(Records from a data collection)
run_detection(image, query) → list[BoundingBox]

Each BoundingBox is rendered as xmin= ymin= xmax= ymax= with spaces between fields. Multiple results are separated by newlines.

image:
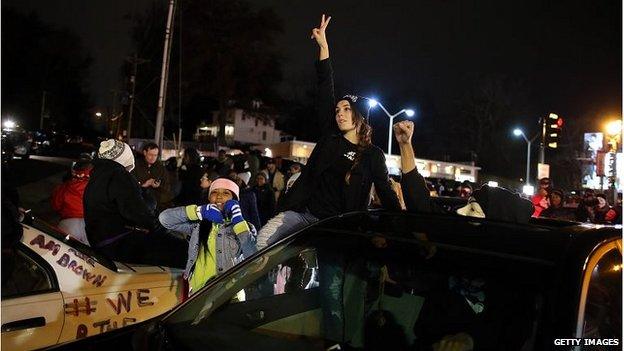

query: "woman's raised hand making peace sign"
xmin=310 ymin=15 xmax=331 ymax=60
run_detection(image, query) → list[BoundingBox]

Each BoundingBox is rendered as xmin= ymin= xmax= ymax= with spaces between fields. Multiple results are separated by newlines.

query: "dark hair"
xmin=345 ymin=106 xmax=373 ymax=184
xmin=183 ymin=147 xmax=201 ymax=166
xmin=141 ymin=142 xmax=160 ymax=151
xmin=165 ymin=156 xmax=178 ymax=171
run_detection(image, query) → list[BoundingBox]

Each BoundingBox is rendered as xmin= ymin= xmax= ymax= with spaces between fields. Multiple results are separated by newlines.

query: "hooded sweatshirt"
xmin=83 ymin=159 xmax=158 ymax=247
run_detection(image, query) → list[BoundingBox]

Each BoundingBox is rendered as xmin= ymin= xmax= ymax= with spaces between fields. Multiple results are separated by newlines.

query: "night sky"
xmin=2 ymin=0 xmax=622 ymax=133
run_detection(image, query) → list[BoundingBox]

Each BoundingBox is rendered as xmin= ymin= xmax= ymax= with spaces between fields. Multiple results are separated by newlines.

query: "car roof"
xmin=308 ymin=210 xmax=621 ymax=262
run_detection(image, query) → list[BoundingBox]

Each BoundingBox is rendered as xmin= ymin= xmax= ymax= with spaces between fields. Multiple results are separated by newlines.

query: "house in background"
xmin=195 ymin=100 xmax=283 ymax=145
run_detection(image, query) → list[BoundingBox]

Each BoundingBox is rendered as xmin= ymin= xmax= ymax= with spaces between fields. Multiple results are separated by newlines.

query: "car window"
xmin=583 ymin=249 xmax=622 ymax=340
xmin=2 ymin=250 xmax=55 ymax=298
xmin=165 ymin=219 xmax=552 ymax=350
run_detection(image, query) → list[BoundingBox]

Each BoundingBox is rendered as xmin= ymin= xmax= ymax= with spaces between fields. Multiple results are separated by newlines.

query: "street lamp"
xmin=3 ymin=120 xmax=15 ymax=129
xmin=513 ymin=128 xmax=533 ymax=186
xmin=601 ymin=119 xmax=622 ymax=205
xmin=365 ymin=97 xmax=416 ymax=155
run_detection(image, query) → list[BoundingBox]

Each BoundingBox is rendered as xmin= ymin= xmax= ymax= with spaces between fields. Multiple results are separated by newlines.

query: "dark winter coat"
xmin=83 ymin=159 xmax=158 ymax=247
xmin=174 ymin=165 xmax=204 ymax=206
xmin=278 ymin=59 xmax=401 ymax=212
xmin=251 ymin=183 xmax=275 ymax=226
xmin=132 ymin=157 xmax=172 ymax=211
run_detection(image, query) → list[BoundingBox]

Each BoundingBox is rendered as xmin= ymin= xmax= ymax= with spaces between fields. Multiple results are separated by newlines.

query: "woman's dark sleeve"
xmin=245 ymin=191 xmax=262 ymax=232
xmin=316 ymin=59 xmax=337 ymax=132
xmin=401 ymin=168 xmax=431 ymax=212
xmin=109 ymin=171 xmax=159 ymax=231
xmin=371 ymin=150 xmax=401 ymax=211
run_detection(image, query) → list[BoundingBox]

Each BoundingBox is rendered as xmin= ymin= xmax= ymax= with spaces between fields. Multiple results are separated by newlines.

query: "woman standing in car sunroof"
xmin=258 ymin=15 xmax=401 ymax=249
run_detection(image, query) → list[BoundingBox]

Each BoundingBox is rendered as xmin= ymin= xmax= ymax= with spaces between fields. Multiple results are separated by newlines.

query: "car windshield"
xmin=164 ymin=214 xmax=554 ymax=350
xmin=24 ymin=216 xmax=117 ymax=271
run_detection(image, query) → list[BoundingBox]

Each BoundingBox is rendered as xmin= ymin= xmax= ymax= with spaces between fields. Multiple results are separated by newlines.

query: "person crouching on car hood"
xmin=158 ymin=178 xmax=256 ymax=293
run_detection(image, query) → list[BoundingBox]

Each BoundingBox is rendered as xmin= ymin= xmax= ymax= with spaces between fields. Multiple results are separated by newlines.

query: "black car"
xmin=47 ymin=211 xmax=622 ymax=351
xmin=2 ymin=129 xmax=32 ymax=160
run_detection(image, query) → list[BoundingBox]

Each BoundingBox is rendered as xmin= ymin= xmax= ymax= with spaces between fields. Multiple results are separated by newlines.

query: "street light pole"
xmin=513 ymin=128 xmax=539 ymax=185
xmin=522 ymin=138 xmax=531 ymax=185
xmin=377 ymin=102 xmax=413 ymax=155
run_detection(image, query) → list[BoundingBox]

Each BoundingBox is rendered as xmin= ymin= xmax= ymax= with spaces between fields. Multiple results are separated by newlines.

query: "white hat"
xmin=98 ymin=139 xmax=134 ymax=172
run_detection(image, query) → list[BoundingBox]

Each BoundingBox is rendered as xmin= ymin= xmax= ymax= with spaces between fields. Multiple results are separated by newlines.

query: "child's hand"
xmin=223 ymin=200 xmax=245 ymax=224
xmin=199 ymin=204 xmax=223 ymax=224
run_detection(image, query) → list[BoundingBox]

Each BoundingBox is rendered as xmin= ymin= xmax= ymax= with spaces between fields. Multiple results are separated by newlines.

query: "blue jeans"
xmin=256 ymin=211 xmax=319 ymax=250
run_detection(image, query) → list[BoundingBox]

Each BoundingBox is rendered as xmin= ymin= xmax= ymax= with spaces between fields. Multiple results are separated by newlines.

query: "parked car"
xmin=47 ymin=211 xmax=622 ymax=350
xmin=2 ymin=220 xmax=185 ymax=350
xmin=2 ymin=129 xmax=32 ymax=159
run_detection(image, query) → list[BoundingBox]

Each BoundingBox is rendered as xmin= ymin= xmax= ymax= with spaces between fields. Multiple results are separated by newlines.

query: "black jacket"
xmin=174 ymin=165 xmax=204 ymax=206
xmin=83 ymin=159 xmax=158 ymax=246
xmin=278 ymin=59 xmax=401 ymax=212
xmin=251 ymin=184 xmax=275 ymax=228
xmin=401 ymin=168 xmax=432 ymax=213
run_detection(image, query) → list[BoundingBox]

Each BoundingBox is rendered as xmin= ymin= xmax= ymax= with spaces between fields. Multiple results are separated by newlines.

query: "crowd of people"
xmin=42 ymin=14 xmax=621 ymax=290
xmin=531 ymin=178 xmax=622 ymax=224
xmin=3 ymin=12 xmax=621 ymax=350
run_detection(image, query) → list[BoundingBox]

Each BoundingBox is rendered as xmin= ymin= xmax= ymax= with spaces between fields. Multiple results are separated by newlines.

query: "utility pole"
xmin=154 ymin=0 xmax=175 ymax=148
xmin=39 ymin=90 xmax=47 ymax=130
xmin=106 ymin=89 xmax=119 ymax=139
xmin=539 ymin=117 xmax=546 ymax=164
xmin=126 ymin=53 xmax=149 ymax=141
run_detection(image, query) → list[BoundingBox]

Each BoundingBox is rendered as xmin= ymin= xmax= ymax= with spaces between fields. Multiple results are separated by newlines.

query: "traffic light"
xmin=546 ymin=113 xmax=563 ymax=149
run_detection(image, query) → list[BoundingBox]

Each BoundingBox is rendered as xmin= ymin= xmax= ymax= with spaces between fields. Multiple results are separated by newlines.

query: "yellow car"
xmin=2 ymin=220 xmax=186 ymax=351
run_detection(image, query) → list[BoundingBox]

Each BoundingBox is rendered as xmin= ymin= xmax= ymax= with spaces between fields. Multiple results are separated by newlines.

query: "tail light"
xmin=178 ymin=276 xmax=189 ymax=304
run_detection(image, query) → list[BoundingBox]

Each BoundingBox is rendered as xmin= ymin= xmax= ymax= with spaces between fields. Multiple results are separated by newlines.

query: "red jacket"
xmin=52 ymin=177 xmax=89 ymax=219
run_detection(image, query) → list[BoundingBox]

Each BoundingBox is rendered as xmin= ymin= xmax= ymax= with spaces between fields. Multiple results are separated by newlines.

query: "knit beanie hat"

• **Instruction**
Return the lines of the items word for word, from the very start through the line holding "xmin=365 ymin=97 xmax=416 ymax=155", including that line. Leave the pictures out of your answer.

• **Response**
run_detection(image, query) → list[BoundingBox]

Each BoundingBox is rendered as xmin= ymin= xmax= ymax= with spaces between fields. Multiple results are separated by newlines.

image:

query: "woman's raised hand making peace sign"
xmin=310 ymin=15 xmax=331 ymax=60
run_detection(image, query) → list[BoundingBox]

Each BoundingBox is rendered as xmin= ymin= xmax= ymax= with spaces between fields. Multiple results are separated by newlines.

query: "dark hair"
xmin=345 ymin=106 xmax=373 ymax=184
xmin=183 ymin=147 xmax=201 ymax=166
xmin=141 ymin=142 xmax=160 ymax=151
xmin=165 ymin=156 xmax=178 ymax=171
run_detection(image, query) → list[BoundingBox]

Each BoundingBox is rendered as xmin= ymin= xmax= ymax= with spaces between fields. Multiple results are separated by newlines.

query: "hooded sweatshirt"
xmin=83 ymin=159 xmax=158 ymax=247
run_detection(image, query) → list[BoundingBox]

Each BoundingBox is rendered as xmin= ymin= xmax= ymax= with spaces between fields. Multiple results are separated by newlines.

query: "night sky"
xmin=2 ymin=0 xmax=622 ymax=133
run_detection(image, query) → list[BoundingBox]

Each BoundingBox is rendered as xmin= ymin= xmax= ymax= with spaces between fields. Multiple results are separated by newlines.

query: "car roof"
xmin=308 ymin=210 xmax=621 ymax=262
run_detection(image, query) → list[BoundingBox]

Each BoundingBox is rendered as xmin= ymin= xmax= ymax= with spaces between fields. Multiple results are separated by newlines.

query: "house in background"
xmin=195 ymin=100 xmax=283 ymax=145
run_detection(image, query) → list[BoundingBox]

Each BoundingBox is rendered as xmin= ymin= xmax= ymax= with spaces between fields. Multiple results are separated by newlines.

query: "car window"
xmin=583 ymin=249 xmax=622 ymax=340
xmin=2 ymin=250 xmax=55 ymax=298
xmin=165 ymin=219 xmax=552 ymax=350
run_detection(image, query) → list[BoundingBox]

Each BoundingBox is rendered as xmin= ymin= xmax= ymax= with spaces between fields. Multiple results are separated by newlines.

query: "street lamp"
xmin=3 ymin=120 xmax=15 ymax=129
xmin=513 ymin=128 xmax=533 ymax=186
xmin=601 ymin=119 xmax=622 ymax=205
xmin=365 ymin=97 xmax=416 ymax=155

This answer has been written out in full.